**WHAT THE TASK ASKS:**
Reproduce word for word the part of the passage about Violette Szabo from "Violette Reine Elizabeth" to "the French Police.".

**SELECTED PASSAGE:**
++++++++++
Violette Reine Elizabeth Bushell was born in Paris on 26 June 1921 to an English motor-car dealer from Brixton, and a French mother. She grew up at 18 Burnley Road, Stockwell, and was know to be a fiery daredevil. She met and married Etienne Szabo, a Captain in the French Foreign Legion 21 August, 1940. Shortly after the birth of her daughter, Tania, her husband died at the battle of El Alamein. Though devastated by the death, just a year after her marriage, Violette was determined to do something for the war effort and volunteered her services. She became a FANY (First Aid Nursing Yeomanry’s) and was recruited into the Special Operations Executive (SOE) and underwent secret agent training. Her first trip to France was completed successfully even though she was arrested and then released by the French Police.
++++++++++
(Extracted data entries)
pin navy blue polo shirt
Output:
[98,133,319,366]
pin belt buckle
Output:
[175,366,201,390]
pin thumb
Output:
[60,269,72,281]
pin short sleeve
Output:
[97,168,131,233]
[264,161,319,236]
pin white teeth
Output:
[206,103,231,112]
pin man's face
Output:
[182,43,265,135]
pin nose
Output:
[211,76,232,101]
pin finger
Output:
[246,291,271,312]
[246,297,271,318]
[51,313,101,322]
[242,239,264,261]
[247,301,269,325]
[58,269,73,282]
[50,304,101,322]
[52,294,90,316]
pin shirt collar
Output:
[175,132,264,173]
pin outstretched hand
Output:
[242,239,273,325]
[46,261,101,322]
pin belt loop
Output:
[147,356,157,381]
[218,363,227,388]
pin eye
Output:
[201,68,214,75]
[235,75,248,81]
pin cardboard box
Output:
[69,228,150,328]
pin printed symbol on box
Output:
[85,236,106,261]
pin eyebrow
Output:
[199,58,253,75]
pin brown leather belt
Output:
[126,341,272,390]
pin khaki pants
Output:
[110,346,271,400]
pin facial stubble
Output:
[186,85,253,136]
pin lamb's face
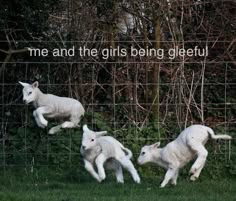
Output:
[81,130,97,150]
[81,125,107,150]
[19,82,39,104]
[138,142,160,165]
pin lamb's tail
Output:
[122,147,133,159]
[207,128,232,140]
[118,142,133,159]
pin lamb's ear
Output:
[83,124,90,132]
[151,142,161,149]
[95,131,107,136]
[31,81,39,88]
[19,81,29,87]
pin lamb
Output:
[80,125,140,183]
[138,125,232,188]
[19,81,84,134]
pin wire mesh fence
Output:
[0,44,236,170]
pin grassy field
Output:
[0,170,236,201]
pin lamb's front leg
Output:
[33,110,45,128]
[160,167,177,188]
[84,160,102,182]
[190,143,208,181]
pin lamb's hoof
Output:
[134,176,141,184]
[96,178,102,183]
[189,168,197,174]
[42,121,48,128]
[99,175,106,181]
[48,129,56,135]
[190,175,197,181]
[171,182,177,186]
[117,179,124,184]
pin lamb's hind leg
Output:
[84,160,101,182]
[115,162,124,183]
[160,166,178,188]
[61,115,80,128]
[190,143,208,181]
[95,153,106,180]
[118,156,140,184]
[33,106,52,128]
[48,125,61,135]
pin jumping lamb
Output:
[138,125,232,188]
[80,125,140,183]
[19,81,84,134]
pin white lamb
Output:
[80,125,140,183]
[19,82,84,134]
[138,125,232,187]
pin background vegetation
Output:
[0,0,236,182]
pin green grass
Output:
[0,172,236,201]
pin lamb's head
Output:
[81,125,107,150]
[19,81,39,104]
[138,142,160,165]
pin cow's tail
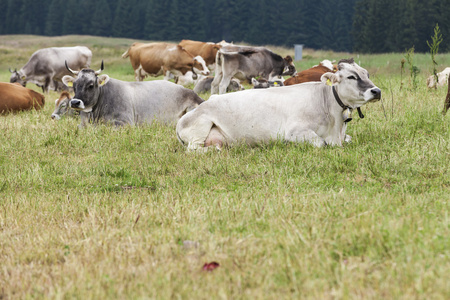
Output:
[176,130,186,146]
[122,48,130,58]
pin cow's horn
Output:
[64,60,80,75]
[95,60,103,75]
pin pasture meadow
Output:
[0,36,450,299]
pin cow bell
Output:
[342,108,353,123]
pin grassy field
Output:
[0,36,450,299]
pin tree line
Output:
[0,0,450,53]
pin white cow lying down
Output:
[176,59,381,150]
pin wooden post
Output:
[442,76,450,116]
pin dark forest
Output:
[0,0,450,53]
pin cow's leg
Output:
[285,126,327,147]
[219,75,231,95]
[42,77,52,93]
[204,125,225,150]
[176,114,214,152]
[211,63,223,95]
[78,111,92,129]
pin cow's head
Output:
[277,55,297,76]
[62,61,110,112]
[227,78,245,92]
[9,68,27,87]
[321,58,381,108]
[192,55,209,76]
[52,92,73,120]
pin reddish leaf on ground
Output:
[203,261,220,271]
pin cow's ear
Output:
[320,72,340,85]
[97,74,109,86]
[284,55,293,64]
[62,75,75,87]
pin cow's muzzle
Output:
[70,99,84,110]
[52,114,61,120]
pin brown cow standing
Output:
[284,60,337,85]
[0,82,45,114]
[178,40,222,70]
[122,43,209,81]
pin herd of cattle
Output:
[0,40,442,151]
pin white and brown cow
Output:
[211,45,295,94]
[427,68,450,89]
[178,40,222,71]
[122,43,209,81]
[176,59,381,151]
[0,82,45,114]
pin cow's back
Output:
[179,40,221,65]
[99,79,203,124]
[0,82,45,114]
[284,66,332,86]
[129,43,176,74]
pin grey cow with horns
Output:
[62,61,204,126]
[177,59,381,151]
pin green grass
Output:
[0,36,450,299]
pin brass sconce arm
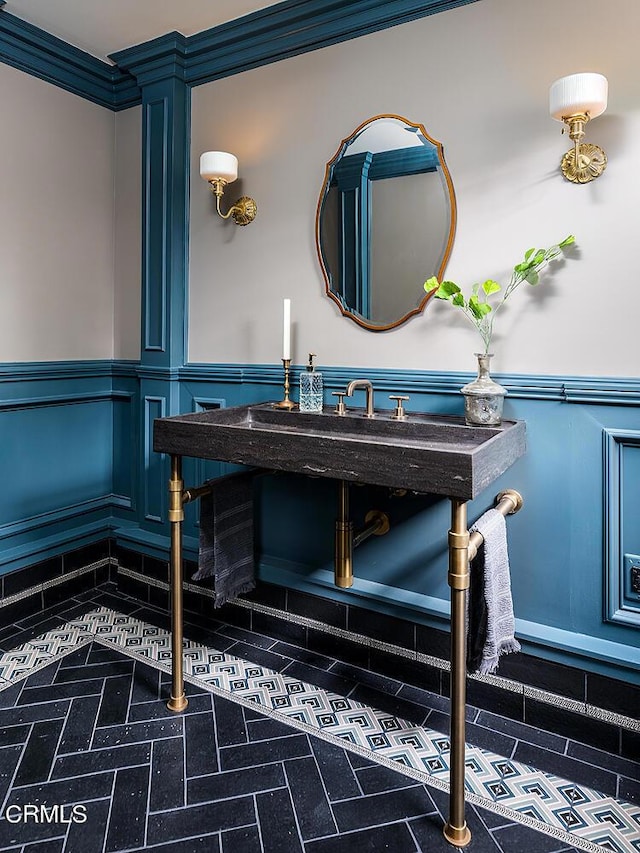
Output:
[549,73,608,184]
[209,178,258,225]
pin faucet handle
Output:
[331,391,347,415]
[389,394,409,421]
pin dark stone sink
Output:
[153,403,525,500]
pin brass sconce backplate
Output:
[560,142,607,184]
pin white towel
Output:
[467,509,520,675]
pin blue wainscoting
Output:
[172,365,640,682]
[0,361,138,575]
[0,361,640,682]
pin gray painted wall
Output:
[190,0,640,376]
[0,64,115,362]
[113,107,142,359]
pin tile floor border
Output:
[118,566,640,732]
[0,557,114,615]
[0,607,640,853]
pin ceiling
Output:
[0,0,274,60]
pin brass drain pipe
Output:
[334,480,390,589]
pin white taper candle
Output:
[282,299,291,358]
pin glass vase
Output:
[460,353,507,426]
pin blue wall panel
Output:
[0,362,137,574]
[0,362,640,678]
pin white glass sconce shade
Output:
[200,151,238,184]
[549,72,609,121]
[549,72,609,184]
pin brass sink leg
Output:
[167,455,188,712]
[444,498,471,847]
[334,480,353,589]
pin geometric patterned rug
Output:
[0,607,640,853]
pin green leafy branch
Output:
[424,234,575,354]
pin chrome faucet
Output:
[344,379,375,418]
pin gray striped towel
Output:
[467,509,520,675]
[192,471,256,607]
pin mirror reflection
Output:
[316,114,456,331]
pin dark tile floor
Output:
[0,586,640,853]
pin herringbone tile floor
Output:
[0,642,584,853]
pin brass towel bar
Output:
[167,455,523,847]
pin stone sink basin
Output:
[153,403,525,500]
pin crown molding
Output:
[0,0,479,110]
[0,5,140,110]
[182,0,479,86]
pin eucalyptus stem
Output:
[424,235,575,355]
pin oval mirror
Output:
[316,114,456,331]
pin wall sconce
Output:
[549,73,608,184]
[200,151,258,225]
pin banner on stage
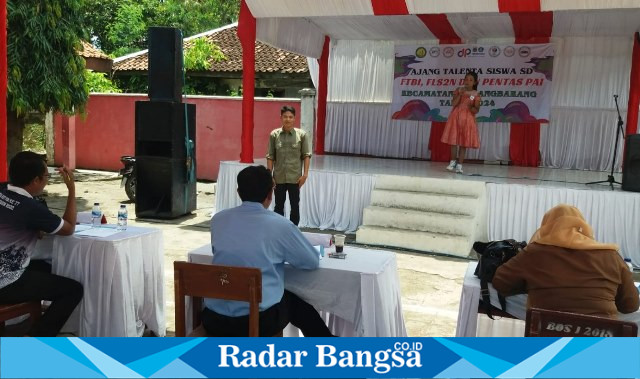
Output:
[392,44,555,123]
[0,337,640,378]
++++++++++
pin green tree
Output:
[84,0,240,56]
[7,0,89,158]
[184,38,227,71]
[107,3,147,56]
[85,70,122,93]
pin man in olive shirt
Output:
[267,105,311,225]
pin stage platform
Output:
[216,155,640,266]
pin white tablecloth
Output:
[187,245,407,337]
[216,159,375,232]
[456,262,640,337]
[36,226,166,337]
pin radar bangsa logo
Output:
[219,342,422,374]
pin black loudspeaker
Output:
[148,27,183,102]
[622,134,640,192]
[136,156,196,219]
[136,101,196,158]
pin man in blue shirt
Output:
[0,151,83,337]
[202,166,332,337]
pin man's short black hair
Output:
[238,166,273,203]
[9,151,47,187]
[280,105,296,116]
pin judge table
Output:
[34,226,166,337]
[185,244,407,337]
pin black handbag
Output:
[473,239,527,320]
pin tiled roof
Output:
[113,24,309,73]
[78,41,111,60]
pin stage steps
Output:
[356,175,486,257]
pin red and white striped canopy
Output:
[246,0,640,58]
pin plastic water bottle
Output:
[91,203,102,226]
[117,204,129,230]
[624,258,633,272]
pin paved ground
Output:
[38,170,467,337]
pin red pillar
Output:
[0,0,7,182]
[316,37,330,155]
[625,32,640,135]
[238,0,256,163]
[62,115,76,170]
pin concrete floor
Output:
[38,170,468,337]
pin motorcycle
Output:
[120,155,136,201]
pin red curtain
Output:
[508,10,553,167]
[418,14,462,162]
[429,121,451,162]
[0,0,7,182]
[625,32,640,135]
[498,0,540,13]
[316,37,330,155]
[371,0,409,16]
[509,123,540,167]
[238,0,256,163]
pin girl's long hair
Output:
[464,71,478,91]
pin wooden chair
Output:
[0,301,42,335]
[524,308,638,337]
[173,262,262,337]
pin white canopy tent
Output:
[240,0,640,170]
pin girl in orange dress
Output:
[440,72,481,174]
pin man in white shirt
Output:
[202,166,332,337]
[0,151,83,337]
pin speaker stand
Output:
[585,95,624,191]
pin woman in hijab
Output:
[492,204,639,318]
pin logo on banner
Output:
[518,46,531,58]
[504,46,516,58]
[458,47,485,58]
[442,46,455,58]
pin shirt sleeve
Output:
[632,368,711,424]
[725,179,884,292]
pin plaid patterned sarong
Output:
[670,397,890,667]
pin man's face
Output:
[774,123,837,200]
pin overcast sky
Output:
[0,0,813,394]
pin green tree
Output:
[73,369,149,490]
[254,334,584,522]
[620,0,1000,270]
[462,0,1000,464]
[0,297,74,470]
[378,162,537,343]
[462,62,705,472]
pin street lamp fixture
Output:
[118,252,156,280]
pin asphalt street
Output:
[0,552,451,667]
++++++++++
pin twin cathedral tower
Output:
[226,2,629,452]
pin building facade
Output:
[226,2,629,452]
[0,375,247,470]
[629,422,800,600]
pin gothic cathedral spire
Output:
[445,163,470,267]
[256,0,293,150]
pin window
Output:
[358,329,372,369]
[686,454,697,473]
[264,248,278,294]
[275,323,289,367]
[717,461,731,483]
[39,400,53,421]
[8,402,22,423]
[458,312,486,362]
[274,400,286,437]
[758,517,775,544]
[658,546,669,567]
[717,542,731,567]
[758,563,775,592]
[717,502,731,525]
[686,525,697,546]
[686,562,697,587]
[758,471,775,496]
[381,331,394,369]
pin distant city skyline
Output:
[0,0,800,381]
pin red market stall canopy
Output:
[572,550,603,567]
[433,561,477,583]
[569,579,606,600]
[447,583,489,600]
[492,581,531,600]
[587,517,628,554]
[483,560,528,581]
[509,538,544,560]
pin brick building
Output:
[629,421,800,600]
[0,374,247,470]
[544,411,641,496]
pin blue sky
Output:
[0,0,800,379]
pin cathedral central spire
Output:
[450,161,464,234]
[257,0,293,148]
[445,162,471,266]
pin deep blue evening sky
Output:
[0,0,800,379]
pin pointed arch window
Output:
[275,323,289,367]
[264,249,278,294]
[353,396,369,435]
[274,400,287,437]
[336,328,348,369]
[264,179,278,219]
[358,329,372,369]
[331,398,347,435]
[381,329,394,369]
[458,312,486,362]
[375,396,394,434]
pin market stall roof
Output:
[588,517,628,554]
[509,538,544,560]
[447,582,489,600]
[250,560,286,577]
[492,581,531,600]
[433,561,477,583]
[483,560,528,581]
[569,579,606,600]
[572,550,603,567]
++++++++++
**EXERCISE RESULT:**
Violette Reine Elizabeth Bushell was born in Paris on 26 June 1921 to an English motor-car dealer from Brixton, and a French mother. She grew up at 18 Burnley Road, Stockwell, and was know to be a fiery daredevil. She met and married Etienne Szabo, a Captain in the French Foreign Legion 21 August, 1940. Shortly after the birth of her daughter, Tania, her husband died at the battle of El Alamein. Though devastated by the death, just a year after her marriage, Violette was determined to do something for the war effort and volunteered her services. She became a FANY (First Aid Nursing Yeomanry’s) and was recruited into the Special Operations Executive (SOE) and underwent secret agent training. Her first trip to France was completed successfully even though she was arrested and then released by the French Police.